## What you need to do
Repeat the records below word for word, but start at the line that contains "293, row 216.", stop after the last line, and include nothing else.

## Recorded information
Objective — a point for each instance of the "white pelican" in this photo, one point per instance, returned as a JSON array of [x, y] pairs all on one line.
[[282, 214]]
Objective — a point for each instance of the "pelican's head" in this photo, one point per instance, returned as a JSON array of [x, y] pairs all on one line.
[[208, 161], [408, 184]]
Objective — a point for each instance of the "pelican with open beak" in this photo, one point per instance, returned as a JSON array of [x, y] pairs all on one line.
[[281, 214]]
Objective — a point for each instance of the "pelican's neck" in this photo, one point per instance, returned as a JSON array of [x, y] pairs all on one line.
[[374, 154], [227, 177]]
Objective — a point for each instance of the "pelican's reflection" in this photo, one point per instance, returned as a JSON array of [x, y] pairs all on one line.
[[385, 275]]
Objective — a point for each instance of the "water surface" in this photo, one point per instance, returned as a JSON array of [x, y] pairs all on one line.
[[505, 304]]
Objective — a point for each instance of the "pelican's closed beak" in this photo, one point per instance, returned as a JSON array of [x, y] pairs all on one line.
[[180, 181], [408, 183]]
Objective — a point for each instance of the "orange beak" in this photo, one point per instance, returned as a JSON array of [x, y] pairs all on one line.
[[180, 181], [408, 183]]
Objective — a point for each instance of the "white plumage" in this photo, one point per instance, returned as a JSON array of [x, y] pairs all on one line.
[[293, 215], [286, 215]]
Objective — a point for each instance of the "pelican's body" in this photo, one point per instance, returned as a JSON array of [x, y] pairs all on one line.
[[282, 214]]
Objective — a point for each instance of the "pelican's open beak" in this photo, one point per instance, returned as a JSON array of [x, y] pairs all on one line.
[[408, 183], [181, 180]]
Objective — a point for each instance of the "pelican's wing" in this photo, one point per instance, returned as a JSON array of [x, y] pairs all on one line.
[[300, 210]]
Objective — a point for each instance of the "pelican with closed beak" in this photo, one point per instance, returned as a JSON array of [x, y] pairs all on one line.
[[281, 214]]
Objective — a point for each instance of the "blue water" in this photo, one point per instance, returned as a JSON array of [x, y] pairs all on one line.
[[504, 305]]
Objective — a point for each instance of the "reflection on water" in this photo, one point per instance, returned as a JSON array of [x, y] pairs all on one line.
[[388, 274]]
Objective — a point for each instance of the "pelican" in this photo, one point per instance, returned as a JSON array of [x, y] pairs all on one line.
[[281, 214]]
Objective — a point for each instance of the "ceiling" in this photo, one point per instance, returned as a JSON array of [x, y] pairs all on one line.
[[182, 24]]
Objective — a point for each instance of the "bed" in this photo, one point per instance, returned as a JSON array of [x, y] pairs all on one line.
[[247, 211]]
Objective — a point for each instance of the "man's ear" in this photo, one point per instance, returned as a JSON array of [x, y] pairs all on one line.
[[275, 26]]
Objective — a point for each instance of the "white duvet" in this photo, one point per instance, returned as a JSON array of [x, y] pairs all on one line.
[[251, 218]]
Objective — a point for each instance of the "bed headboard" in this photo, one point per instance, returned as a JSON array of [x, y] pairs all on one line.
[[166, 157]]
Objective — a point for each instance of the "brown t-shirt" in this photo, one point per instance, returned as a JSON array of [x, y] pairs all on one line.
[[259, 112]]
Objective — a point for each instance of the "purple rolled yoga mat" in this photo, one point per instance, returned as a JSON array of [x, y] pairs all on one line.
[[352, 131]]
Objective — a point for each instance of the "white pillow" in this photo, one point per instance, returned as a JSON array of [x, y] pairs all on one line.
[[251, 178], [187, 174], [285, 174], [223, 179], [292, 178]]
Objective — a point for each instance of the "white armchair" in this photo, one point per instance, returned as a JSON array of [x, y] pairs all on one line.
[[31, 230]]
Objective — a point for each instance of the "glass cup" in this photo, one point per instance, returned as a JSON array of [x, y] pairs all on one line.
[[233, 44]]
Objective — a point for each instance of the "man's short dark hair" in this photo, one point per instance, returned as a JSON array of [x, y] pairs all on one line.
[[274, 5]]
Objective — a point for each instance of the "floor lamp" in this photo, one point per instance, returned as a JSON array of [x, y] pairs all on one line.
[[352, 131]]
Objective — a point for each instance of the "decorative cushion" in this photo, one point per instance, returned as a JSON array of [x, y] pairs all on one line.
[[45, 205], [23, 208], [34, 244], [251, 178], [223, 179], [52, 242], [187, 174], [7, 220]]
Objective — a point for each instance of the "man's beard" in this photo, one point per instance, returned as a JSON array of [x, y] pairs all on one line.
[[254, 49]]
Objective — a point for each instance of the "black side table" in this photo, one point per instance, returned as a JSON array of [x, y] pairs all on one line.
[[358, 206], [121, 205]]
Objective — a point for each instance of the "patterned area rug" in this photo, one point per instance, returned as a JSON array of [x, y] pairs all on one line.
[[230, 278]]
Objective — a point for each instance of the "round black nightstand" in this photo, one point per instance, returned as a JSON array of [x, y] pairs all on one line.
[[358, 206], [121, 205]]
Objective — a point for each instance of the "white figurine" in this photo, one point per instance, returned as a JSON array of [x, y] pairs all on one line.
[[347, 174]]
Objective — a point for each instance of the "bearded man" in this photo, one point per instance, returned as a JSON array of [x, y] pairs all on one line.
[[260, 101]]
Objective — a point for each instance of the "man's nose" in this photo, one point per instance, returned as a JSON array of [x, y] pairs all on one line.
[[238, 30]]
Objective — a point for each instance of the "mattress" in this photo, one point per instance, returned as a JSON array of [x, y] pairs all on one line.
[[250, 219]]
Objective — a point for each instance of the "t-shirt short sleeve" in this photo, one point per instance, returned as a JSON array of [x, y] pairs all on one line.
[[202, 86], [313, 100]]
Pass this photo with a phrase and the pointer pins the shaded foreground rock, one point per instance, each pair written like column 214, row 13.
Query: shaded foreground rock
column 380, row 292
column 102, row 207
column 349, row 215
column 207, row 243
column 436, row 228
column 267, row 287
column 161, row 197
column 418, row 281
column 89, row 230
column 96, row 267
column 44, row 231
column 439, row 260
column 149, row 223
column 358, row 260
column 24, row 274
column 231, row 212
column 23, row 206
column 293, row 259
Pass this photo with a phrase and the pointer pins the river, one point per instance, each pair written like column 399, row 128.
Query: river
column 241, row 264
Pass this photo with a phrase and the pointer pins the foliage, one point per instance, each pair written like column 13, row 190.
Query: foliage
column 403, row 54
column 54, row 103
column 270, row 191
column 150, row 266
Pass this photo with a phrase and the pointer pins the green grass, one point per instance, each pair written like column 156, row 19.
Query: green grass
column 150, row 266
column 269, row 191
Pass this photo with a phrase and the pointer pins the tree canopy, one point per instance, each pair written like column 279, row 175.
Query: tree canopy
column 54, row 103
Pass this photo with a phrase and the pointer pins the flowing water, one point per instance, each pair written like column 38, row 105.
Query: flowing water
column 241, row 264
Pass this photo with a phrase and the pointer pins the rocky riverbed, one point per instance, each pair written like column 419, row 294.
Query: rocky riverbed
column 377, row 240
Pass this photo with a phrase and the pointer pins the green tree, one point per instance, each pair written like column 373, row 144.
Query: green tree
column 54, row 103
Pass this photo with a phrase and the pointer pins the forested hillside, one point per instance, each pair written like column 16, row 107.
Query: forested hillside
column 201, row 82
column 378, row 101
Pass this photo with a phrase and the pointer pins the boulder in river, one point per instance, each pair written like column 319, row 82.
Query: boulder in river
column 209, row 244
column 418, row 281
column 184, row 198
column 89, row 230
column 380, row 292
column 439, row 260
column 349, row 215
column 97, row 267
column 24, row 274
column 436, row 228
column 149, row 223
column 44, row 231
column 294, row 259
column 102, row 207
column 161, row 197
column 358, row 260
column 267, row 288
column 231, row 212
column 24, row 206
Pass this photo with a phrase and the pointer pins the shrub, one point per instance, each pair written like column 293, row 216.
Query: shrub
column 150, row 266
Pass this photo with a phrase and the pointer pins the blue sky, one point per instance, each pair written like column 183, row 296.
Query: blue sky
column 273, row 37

## Task response
Pass this photo with a phrase and the pointer pins the shrub, one point per instance, each pair written like column 293, row 216.
Query: shrub
column 150, row 266
Pass this photo with a phrase and the pointer pins the blue sky, one point per instance, each pair written like column 183, row 296.
Query: blue sky
column 273, row 37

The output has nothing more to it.